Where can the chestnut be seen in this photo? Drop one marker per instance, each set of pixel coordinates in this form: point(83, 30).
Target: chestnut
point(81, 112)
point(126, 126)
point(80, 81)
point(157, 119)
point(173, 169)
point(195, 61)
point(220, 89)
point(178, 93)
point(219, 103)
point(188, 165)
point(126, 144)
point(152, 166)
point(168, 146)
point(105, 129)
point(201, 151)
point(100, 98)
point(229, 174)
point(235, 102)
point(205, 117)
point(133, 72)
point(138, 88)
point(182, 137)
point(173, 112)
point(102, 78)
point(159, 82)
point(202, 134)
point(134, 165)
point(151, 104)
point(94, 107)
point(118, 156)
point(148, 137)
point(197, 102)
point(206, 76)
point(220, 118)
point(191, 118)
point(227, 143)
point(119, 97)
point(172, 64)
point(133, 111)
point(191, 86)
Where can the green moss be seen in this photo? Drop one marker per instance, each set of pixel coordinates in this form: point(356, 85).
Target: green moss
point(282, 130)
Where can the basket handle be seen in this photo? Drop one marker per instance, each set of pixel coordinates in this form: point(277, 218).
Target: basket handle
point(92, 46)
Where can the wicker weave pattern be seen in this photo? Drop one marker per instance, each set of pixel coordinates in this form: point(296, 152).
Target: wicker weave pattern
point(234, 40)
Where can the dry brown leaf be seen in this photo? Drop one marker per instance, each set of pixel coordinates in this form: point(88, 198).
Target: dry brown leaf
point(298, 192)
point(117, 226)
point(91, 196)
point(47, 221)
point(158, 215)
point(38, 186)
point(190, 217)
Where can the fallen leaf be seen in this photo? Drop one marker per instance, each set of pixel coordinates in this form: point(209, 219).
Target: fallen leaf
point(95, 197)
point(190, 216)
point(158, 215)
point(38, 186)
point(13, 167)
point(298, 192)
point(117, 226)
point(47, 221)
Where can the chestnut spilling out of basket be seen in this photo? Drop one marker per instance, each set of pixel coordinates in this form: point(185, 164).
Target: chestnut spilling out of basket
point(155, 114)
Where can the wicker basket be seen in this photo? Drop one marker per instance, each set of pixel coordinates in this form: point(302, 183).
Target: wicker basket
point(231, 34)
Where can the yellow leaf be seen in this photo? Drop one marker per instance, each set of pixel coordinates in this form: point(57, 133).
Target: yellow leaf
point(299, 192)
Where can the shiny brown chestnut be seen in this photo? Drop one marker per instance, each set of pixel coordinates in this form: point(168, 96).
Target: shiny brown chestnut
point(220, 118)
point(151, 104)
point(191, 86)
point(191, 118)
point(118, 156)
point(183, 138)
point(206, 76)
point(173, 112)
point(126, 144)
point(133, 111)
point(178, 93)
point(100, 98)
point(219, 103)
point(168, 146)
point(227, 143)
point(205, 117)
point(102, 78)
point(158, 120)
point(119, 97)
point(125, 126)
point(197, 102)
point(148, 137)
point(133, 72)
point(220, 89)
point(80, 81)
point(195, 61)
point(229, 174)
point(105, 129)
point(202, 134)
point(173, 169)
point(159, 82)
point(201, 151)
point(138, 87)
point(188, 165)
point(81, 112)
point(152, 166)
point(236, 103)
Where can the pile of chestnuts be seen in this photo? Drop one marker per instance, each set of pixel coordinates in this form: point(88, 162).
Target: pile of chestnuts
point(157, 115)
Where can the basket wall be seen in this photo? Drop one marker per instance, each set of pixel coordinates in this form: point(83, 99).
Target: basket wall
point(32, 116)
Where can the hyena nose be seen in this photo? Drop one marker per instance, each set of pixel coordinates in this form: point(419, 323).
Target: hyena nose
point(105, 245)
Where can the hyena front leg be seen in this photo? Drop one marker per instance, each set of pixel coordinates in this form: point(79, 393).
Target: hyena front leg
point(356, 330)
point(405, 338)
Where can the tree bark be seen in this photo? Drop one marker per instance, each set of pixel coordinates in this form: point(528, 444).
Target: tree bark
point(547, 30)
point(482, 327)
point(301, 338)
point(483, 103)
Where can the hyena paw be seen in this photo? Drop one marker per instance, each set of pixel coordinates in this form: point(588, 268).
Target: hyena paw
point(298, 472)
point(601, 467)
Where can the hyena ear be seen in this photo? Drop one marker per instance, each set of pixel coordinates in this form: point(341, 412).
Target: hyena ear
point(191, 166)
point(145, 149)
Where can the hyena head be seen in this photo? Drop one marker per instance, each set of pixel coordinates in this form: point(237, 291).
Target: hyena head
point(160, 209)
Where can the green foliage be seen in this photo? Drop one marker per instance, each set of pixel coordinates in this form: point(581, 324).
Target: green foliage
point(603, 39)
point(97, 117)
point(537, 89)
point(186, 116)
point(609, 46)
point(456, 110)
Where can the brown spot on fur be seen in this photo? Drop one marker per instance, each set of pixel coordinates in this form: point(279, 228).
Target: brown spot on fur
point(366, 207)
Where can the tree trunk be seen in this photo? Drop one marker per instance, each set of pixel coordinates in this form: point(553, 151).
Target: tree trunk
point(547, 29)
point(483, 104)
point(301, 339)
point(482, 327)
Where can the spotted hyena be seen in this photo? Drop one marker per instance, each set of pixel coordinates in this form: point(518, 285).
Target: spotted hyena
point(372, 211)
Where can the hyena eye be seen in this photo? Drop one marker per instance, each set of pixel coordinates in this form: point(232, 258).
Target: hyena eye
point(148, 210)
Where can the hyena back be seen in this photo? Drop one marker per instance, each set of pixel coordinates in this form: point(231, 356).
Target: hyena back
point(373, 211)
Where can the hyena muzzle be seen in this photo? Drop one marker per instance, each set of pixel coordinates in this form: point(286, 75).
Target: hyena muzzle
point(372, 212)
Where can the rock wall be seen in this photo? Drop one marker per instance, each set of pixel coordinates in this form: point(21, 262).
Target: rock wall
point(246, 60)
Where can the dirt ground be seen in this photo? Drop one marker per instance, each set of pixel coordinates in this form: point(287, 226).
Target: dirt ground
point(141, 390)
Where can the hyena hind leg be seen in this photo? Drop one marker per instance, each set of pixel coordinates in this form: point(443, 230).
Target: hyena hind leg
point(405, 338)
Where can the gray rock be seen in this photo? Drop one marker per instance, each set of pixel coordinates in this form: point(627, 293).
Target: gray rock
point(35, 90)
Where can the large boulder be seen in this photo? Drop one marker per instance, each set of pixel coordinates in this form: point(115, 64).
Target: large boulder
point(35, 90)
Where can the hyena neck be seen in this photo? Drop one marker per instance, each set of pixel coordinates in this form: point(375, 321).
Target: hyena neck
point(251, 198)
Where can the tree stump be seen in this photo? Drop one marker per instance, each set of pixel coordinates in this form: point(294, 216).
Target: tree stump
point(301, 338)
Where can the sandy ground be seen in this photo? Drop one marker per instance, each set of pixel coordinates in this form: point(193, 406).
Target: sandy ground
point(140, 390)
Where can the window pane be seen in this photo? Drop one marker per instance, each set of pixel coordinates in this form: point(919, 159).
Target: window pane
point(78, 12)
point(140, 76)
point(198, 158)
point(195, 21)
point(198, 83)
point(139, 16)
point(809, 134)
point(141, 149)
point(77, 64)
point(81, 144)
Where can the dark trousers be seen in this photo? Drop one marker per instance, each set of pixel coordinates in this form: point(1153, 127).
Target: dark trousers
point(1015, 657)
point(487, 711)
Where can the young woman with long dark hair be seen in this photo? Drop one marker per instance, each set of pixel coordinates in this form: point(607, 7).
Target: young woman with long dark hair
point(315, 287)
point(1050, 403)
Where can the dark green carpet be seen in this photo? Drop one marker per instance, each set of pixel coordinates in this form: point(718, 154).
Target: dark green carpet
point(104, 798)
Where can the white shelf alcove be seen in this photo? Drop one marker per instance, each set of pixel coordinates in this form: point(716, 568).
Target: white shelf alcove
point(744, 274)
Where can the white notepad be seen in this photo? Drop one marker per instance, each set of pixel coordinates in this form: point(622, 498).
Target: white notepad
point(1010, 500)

·····

> _PROBLEM TO WORK ON_
All lines from the line containing "Where can the window" through the last line of the data are to be repeated exactly; no other line belongs in the answer.

> _EXERCISE RESPONSE_
Where can the window pane be seen in this photo? Drop one marker per instance, each set of pixel coordinates in this form: point(919, 159).
Target: window pane
point(78, 12)
point(140, 76)
point(198, 158)
point(195, 21)
point(198, 83)
point(139, 16)
point(809, 134)
point(141, 149)
point(77, 64)
point(81, 144)
Where can the dark trousers be seen in this photo? Drop one marker per instance, each set of pixel coordinates in this form: point(1153, 127).
Target: dark trousers
point(1015, 657)
point(487, 711)
Where can the young woman with long dark hair be seen in this photo? Drop one marker per instance, each set of pixel coordinates in this form: point(607, 7).
Target: young woman with long dark hair
point(315, 287)
point(1050, 403)
Where can the dark green carpet be seen in this photo? Drop one marker per instance, each set of pixel coordinates in this form: point(718, 154).
Target: dark green carpet
point(104, 798)
Where can the white shelf alcove be seen in this photo? Drop one marker per instance, each set of pixel coordinates in this form: point(716, 568).
Target: white shelf alcove
point(744, 274)
Where can the white notepad be seen in this photo? Drop one marker per instance, each set of pixel coordinates in this form: point(622, 498).
Target: white notepad
point(1010, 500)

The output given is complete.